SOURCE DATA:

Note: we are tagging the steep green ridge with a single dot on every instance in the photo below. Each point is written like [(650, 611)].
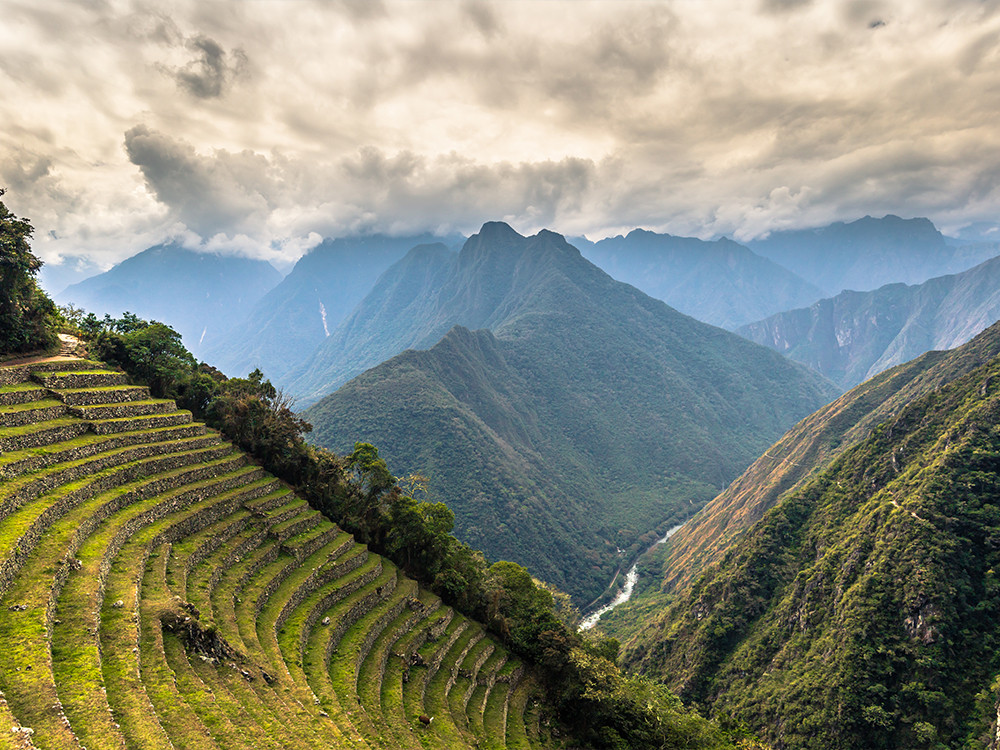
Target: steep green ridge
[(289, 322), (855, 335), (158, 590), (869, 253), (808, 448), (720, 282), (863, 609), (217, 291), (590, 416)]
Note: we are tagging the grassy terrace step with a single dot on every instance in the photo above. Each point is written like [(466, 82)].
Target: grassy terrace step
[(179, 722), (123, 409), (120, 516), (372, 669), (149, 422), (76, 660), (18, 415), (60, 379), (399, 670), (480, 689), (264, 603), (15, 464), (112, 488), (192, 550), (21, 393), (333, 683), (450, 729), (105, 394), (119, 630), (13, 375), (425, 665), (41, 577)]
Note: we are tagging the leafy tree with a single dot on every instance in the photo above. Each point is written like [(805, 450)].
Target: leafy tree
[(28, 318)]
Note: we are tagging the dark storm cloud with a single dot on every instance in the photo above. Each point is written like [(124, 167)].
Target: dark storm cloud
[(212, 71), (207, 194)]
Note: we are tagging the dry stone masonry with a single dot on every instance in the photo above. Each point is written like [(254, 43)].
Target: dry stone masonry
[(158, 589)]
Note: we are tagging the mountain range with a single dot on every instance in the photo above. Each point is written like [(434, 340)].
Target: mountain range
[(868, 253), (860, 610), (297, 315), (856, 335), (201, 295), (720, 282), (582, 415)]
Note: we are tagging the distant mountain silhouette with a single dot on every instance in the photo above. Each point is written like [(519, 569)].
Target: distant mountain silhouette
[(285, 327), (855, 335), (582, 417), (869, 253), (201, 295), (720, 282)]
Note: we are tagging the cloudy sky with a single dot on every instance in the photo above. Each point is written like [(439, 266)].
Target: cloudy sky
[(262, 125)]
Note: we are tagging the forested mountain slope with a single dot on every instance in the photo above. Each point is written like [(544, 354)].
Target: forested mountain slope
[(285, 327), (201, 295), (862, 610), (869, 253), (591, 415), (855, 335), (720, 282)]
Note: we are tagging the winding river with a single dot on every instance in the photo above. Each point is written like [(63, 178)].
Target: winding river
[(626, 592)]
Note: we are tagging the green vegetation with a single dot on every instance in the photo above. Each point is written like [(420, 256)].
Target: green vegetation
[(112, 508), (28, 318), (862, 611), (803, 452)]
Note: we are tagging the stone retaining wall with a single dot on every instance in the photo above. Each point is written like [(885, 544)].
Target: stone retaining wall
[(107, 427), (45, 436), (310, 520), (359, 609), (435, 663), (90, 397), (22, 417), (60, 379), (22, 397), (310, 546), (13, 562), (456, 668), (123, 409), (22, 373), (376, 630), (48, 482), (341, 592), (34, 462), (164, 507)]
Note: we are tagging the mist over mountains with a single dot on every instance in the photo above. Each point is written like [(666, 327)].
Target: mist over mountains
[(295, 317), (855, 335), (583, 416), (869, 253), (202, 295), (721, 282)]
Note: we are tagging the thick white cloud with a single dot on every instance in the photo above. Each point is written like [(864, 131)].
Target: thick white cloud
[(264, 123)]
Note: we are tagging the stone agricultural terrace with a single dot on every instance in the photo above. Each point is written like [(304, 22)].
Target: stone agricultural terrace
[(159, 590)]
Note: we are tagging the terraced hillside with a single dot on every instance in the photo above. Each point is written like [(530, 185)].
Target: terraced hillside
[(158, 590)]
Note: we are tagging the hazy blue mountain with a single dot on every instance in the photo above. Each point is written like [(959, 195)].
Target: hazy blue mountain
[(869, 253), (855, 335), (72, 269), (585, 417), (862, 609), (201, 295), (286, 326), (720, 282)]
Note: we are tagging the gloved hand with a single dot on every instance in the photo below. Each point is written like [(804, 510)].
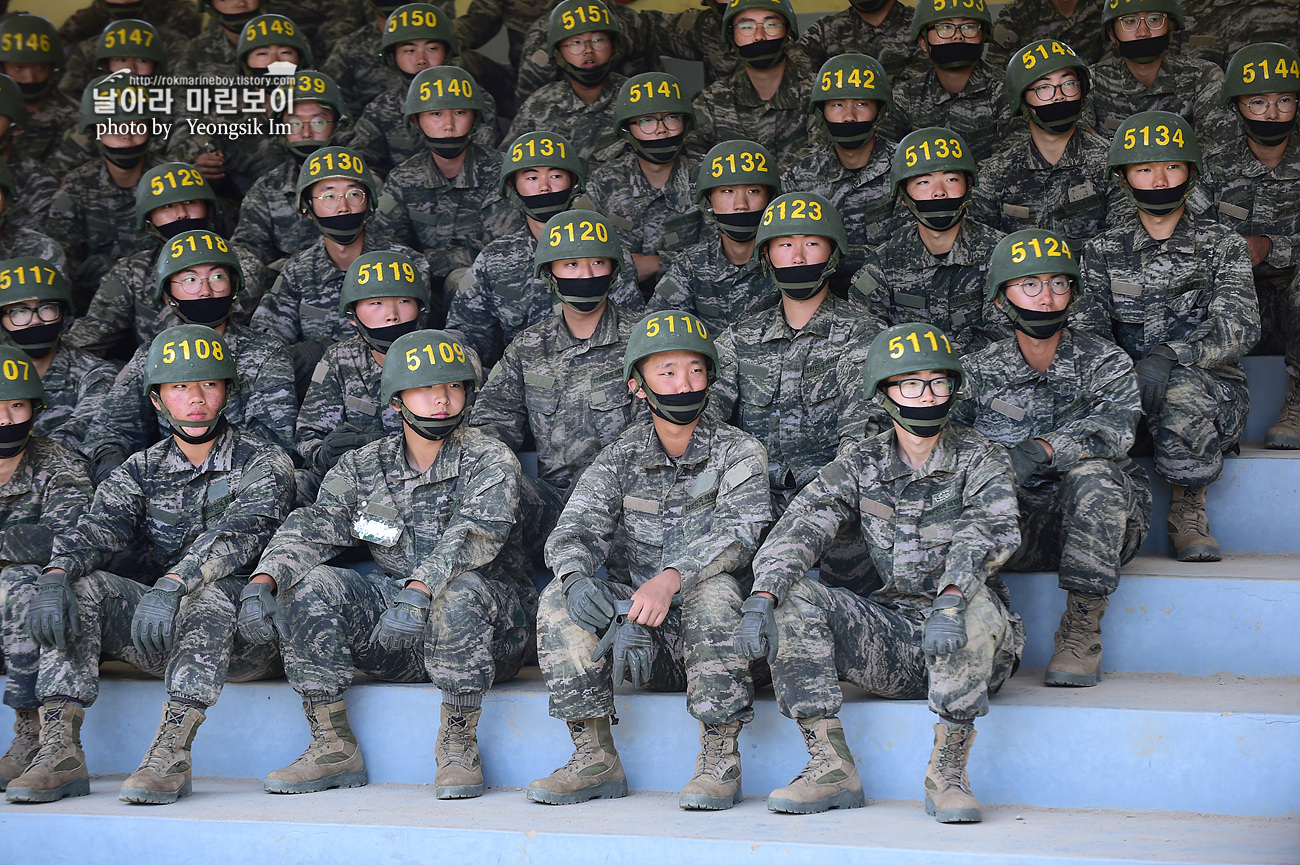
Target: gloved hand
[(945, 628), (402, 625), (1153, 376), (631, 648), (755, 635), (155, 614), (52, 615), (1027, 458), (259, 618), (590, 604)]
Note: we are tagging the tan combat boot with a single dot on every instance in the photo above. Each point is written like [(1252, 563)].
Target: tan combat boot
[(165, 774), (948, 791), (1286, 432), (1077, 660), (830, 779), (460, 771), (716, 782), (593, 771), (1188, 527), (22, 749), (333, 757), (59, 768)]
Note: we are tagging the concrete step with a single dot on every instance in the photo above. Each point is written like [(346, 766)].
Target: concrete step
[(1216, 744), (233, 822), (1194, 618)]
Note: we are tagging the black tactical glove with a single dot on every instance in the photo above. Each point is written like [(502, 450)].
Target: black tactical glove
[(632, 647), (755, 635), (402, 625)]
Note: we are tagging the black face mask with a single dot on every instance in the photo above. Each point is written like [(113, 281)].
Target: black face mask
[(956, 55), (583, 293), (1143, 50), (1057, 117), (763, 53), (14, 437), (852, 134), (39, 340), (342, 228), (741, 228)]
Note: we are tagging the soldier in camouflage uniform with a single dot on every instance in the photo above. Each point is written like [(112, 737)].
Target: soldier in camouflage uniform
[(199, 284), (449, 598), (766, 99), (690, 497), (581, 106), (846, 160), (719, 279), (645, 191), (445, 203), (502, 293), (1065, 405), (207, 500), (43, 491), (934, 271), (957, 89), (1252, 185), (126, 311), (1174, 290), (936, 506), (1051, 173), (34, 318)]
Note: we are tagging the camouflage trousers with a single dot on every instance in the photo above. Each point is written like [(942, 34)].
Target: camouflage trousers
[(207, 652), (1199, 420), (692, 651), (1084, 524), (476, 634), (827, 635)]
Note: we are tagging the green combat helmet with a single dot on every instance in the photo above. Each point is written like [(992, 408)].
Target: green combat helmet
[(932, 150), (27, 279), (382, 275), (1262, 68), (1155, 137), (190, 353), (336, 163), (541, 150), (1034, 61), (850, 77), (579, 234), (416, 21), (271, 30), (1028, 252), (801, 213), (421, 359), (910, 347)]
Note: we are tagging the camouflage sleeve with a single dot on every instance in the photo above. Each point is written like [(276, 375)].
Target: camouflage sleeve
[(741, 513), (486, 510), (234, 540)]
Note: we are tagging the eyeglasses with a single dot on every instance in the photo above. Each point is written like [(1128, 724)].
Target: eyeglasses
[(1155, 21), (914, 388), (649, 124), (219, 282), (1259, 106), (47, 312), (1067, 89), (947, 29), (1032, 285)]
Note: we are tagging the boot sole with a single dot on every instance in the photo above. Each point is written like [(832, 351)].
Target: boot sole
[(76, 787), (953, 814), (611, 788), (843, 799), (141, 796), (342, 779)]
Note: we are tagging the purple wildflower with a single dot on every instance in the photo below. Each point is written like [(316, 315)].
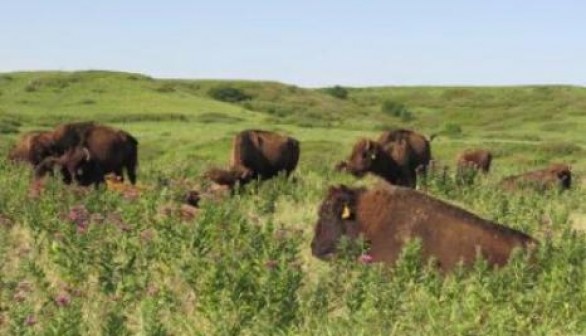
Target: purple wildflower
[(30, 321), (63, 299), (271, 264), (365, 259), (80, 216)]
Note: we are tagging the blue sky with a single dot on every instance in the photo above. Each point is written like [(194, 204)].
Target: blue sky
[(308, 43)]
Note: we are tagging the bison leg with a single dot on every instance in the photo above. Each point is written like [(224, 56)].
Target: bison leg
[(131, 169)]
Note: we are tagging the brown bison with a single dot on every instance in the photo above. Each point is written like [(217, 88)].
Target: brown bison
[(397, 156), (470, 162), (76, 164), (113, 150), (32, 147), (391, 162), (477, 159), (556, 175), (257, 154), (390, 216), (419, 145)]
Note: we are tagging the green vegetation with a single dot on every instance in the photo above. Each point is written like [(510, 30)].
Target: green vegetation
[(100, 263), (337, 91)]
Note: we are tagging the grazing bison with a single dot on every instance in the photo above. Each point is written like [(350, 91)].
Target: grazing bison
[(391, 162), (32, 147), (419, 147), (556, 175), (470, 162), (390, 216), (397, 156), (257, 154), (76, 164), (477, 159), (113, 150)]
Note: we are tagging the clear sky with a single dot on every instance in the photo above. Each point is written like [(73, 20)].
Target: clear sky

EXERCISE INSTRUCTIONS: Give back the material above exactly, without pictures.

SOLUTION TO THE EXERCISE:
Note: we are tagging the steep green ridge with a single dot on every instance in the photo below. Each point is written like [(650, 611)].
Target: steep green ridge
[(289, 322), (855, 335), (158, 590), (869, 253), (808, 448), (720, 282), (863, 609), (217, 291), (590, 416)]
Note: we are tagging the grassy terrace step with a single dot on every instance in the photo above. Each point is written like [(466, 82)].
Target: grassy terrace step
[(179, 722), (123, 409), (120, 516), (372, 669), (149, 422), (76, 660), (18, 415), (60, 379), (399, 670), (480, 689), (264, 603), (15, 464), (112, 488), (192, 550), (21, 393), (333, 683), (450, 729), (105, 394), (119, 630), (13, 375), (425, 665), (41, 577)]
Note: we are tagging the leafy tree with a single dot on every instance in the photo above. Each point is written like [(805, 450)].
Target: leafy tree
[(28, 318)]
Note: we are tagging the dark storm cloud with a single dot on every instance in the photo above. Each point is written like [(124, 167)].
Target: dark storm cloud
[(212, 71), (207, 194)]
Note: we are tagging the dry stone masonry with a single dot on every instance in the photo above. Each point is written like [(254, 43)].
Target: dry stone masonry
[(158, 589)]
Note: we are tagging the mountain range with a single dot on every instance in the photo above. Each point is written like [(434, 340)].
Target: mountain range
[(868, 253), (860, 610), (297, 315), (856, 335), (201, 295), (720, 282), (582, 415)]
Note: we are tagging the distant mountain silhouette with a single dot on every instance in the photo above. Each point is written like [(519, 569)].
Target: distant mountain silhouette
[(285, 327), (855, 335), (582, 417), (869, 253), (201, 295), (720, 282)]
Note: we are tagging the cloudy sky with a single dot on every instance in the photo above. Each point is written like [(439, 266)].
Target: cloudy sky
[(262, 125)]
Note: we are tagging the forested mountain slope with a single dot on every instance in the photo above. Each point is written like [(544, 354)].
Target: forested mountain slope
[(285, 327), (201, 295), (862, 610), (869, 253), (591, 415), (855, 335), (720, 282)]
Note: we are tagging the winding river with a single dot on every instance in the photo above. Each point is written like [(63, 178)].
Target: winding river
[(626, 592)]
Note: we are tagging the green vegetation with a single dot on every instance in the photo above. Each point is written like [(420, 256)].
Target: green vegetation
[(112, 508), (28, 318), (862, 611), (803, 452)]
Note: we are tagging the stone retaining wall with a single dot on every instance in the photo above. Each point is written like [(885, 544)].
Target: stone retaining wall
[(107, 427), (45, 436), (310, 520), (359, 609), (435, 663), (90, 397), (22, 417), (60, 379), (22, 397), (310, 546), (13, 562), (456, 668), (123, 409), (22, 373), (376, 630), (48, 482), (341, 592), (34, 462), (164, 507)]
Note: we are tagging the mist over mountains with a single dot on every instance in the photo above. Each point is written like [(666, 327)].
Target: mist over mountains
[(295, 317), (855, 335), (583, 416), (869, 253), (202, 295), (721, 282)]
Note: we are tagging the thick white cloud with a single dot on every instance in the photo above. Each point is written like [(864, 131)].
Target: thick white cloud
[(264, 123)]
Note: we are tagging the stone agricultural terrace with a single dot on every instance in the photo above. Each point is written like [(304, 22)].
Target: stone agricultural terrace
[(159, 590)]
Note: we are tagging the terraced hillside with a single dot on every instance in the photo above. Each point is written like [(530, 185)].
Target: terraced hillside
[(158, 590)]
Note: we are tagging the hazy blue mountain with a single dot on every instance in the photo above. Each point is written like [(959, 195)].
Target: hazy blue mountain
[(869, 253), (855, 335), (72, 269), (585, 417), (862, 609), (201, 295), (286, 326), (720, 282)]
Note: we are tagging the gloved hand with a single dot on every instance in the photo below. Each point is written like [(804, 510)].
Target: gloved hand
[(945, 628), (402, 625), (1153, 376), (631, 648), (755, 635), (155, 614), (52, 615), (1027, 458), (259, 618), (590, 604)]
Note: we are tagging the tan combat boot with a single dot on every instance in the photo above. Each point is written like [(1252, 563)].
Target: tan combat boot
[(165, 774), (948, 791), (1286, 432), (1077, 660), (830, 779), (460, 771), (716, 782), (593, 771), (1188, 527), (22, 749), (333, 757), (59, 768)]
Note: we are tagging the concrete step with a single dot on every instance in the photo above. Each point is written like [(346, 766)].
Target: concrete step
[(1216, 744), (233, 822), (1194, 618)]
Note: we are tagging the black tactical glove with a single dot on every instance in the photo above. Each point is written like [(502, 450)].
Target: black tactical glove
[(632, 647), (755, 635), (402, 625)]
Note: we are tagging the black face mask with a single dot on every instance in the photo above. Each point is written like [(113, 281)].
Target: black face mask
[(956, 55), (583, 293), (1143, 50), (1057, 117), (763, 53), (14, 437), (852, 134), (39, 340), (342, 228), (741, 228)]
Note: we are tagging the soldier in camouflage uniform with a single dot on every instance in the photo above. Each point is written like [(112, 737)].
Target: soldier in camouflage uniform
[(199, 284), (449, 598), (766, 99), (690, 497), (581, 106), (846, 160), (719, 279), (645, 191), (445, 203), (502, 293), (1065, 405), (207, 500), (43, 491), (934, 271), (957, 89), (1252, 185), (126, 311), (1174, 290), (936, 506), (1051, 173), (34, 318)]
Note: we are tagging the camouflage trousers with a single dot on every instance in the photo above. Each point is written like [(942, 34)].
Target: camouflage trousers
[(207, 652), (1199, 420), (692, 651), (1084, 524), (476, 634), (827, 635)]
Note: we are tagging the green combat helmet with a single dot on every instance in the photo above. Each point is written like [(992, 408)].
Target: green combat helmet
[(932, 150), (27, 279), (382, 275), (1262, 68), (1155, 137), (190, 353), (336, 163), (541, 150), (1034, 61), (850, 77), (579, 234), (416, 21), (271, 30), (1028, 252), (801, 213), (421, 359), (910, 347)]
Note: we are tagging the camouflage sleeve with a single dot on every instance in the photo above. Each point is written like [(276, 375)].
Target: camouflage sleeve
[(741, 513), (486, 510), (234, 540)]
Note: we are tagging the eyeglasses with a single dot on every instance in the photo above. Each point is written like [(1128, 724)].
Target: eyeglasses
[(1155, 21), (914, 388), (649, 124), (219, 282), (1259, 106), (47, 312), (1067, 89), (947, 29), (1032, 285)]
Note: we are tagging the boot sole with a single dot on every instance in the photo above. Each point is written like [(832, 351)].
Target: boot sole
[(76, 787), (953, 814), (611, 788), (843, 799), (141, 796), (342, 779)]
Note: we are tagging the purple wildflower with a single dot on every instance in the photo below. Each point is written like [(316, 315)].
Target: purple wildflower
[(30, 321), (63, 299), (271, 264), (365, 259), (80, 216)]
Note: we are tagging the blue sky with a single dot on every instance in the photo above. Each point is written like [(194, 204)].
Target: blue sky
[(308, 43)]
Note: we are tagging the bison leg with a single dot on every instance in the photo above. Each point is written like [(224, 56)].
Target: bison leg
[(131, 169)]
Note: we are tagging the brown bison with a single dot on every instance in the photo above. Each point is written like [(217, 88)].
Target: brown bison
[(397, 156), (470, 162), (76, 164), (113, 150), (32, 147), (391, 162), (477, 159), (556, 175), (257, 154), (390, 216), (419, 145)]
Note: we are tagging the green vegetation with a single dot on every instance in the photo above. Each point is written like [(510, 30)].
Target: green vegetation
[(100, 263), (337, 91)]
Note: we are tagging the grazing bison with a single dot on every instance in the photo above. Each point is written like [(350, 91)].
Target: grazing bison
[(391, 162), (32, 147), (419, 147), (556, 175), (470, 162), (390, 216), (397, 156), (257, 154), (76, 164), (477, 159), (113, 150)]
Note: we are tagging the clear sky with a single dot on every instance in the photo above. Each point is written like [(73, 20)].
Target: clear sky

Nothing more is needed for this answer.